* _DATA LISTING_

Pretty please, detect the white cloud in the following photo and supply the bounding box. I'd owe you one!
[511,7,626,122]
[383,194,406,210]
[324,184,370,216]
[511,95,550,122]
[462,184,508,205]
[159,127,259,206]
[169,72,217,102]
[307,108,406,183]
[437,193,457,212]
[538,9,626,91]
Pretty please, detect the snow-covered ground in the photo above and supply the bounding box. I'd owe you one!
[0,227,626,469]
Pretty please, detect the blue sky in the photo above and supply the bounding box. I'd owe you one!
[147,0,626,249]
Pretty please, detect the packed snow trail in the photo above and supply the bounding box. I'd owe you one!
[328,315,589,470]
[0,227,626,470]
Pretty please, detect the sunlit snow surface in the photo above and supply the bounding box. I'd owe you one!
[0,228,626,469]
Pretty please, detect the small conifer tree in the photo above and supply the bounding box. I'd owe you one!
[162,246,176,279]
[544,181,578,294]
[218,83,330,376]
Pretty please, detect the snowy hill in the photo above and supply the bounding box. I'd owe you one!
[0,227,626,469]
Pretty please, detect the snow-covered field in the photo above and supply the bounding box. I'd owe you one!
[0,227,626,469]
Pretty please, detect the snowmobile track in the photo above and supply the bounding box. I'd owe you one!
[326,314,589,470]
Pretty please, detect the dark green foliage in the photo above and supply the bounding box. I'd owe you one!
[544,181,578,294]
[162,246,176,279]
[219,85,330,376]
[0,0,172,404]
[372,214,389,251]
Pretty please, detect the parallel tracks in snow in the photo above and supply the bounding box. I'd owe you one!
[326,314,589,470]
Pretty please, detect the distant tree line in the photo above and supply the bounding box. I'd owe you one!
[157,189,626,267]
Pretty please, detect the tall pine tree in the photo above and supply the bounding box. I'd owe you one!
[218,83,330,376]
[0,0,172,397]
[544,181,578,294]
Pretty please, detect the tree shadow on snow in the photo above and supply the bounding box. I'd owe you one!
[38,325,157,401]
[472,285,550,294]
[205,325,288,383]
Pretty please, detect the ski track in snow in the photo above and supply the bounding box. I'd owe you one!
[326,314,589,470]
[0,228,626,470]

---

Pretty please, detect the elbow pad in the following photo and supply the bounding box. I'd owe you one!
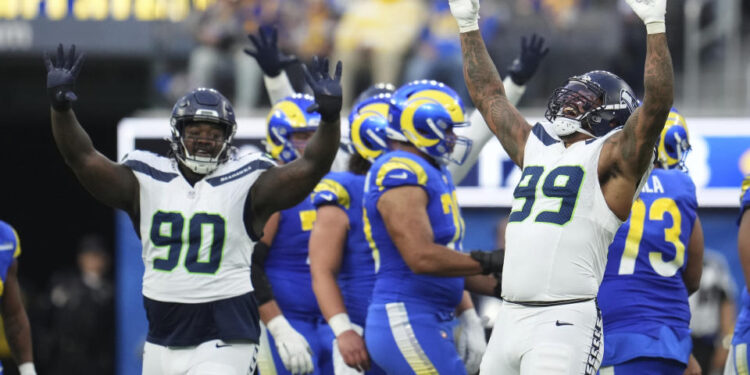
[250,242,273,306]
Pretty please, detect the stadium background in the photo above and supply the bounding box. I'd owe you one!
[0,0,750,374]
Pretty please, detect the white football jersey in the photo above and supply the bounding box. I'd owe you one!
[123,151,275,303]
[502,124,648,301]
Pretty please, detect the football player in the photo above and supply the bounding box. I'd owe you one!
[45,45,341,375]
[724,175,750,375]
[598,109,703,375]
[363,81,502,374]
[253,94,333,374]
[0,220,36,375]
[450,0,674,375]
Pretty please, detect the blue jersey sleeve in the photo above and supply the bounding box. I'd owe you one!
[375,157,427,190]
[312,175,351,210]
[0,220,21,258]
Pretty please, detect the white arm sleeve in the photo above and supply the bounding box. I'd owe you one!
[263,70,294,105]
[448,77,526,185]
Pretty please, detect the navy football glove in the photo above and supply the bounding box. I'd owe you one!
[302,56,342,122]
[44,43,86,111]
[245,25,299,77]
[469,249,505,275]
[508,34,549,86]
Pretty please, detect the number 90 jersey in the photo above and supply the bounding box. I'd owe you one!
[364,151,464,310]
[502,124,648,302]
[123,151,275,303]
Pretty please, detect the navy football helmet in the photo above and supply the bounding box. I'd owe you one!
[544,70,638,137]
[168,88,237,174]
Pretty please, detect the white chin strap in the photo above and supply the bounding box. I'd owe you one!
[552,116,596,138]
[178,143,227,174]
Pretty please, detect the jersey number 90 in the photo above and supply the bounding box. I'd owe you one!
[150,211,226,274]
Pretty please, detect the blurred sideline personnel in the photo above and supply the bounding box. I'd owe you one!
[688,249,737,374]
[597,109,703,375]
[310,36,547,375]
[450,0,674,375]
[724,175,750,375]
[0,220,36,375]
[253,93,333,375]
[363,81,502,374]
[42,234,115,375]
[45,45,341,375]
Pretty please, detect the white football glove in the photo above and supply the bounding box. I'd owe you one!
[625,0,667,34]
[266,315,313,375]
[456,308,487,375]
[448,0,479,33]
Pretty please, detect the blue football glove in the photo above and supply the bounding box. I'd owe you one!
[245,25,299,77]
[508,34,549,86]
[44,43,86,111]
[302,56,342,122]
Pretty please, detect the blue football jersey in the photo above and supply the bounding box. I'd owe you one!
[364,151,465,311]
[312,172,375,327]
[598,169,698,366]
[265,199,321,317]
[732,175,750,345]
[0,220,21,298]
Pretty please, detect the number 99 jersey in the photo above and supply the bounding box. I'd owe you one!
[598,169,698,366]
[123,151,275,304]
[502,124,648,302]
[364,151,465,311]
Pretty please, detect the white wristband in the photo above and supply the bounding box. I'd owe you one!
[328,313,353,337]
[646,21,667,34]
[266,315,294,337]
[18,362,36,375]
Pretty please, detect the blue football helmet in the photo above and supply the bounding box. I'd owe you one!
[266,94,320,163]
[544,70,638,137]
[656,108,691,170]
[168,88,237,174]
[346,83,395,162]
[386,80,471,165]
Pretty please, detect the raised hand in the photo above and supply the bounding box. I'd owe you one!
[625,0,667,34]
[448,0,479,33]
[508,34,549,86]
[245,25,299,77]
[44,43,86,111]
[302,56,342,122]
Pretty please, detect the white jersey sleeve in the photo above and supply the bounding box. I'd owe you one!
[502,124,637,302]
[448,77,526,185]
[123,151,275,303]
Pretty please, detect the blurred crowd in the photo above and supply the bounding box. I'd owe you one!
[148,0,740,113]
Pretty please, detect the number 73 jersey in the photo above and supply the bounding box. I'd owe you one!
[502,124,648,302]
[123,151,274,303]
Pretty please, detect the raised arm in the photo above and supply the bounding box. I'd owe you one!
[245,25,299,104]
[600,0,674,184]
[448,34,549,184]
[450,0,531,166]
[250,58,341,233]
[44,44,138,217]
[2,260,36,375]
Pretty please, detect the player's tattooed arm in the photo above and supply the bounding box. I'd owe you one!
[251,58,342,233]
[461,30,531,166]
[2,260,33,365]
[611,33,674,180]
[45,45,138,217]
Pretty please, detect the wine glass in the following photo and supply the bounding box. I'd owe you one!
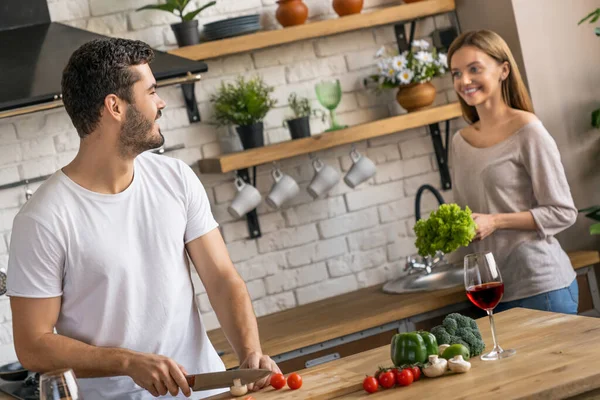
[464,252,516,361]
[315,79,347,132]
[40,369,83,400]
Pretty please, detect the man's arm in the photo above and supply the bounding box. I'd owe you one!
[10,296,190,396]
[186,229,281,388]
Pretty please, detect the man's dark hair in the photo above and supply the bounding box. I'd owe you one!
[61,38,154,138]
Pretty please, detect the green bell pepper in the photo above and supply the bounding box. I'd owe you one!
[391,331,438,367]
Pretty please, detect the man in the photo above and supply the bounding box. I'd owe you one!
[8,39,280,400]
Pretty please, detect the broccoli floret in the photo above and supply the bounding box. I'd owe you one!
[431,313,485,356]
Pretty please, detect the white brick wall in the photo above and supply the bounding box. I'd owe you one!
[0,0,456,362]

* _WRITTEN PROBLEM_
Reproduce without changes the part of the listing that opens with the line containing "Pretty please, detect the number 90" and closes with the line containing "[150,211,226,274]", including both of those lines.

* _WRITTEN SOLUTION_
Pretty please, detect the number 90 jersey in the photo above and supply the bounding box. I'd owe you one!
[364,151,464,310]
[502,124,648,302]
[123,151,275,303]
Pretty please, detect the navy football helmet in the photo above and supply the bounding box. I'd owe you one!
[544,70,638,137]
[168,88,237,174]
Pretty please, detect the white chin strap in the photo above and supply the bounding box. I'd owe you one!
[552,116,596,138]
[178,143,227,174]
Pretty please, detect the jersey number 90 in the photo above and supply the bounding box. I'd owe you one!
[150,211,226,274]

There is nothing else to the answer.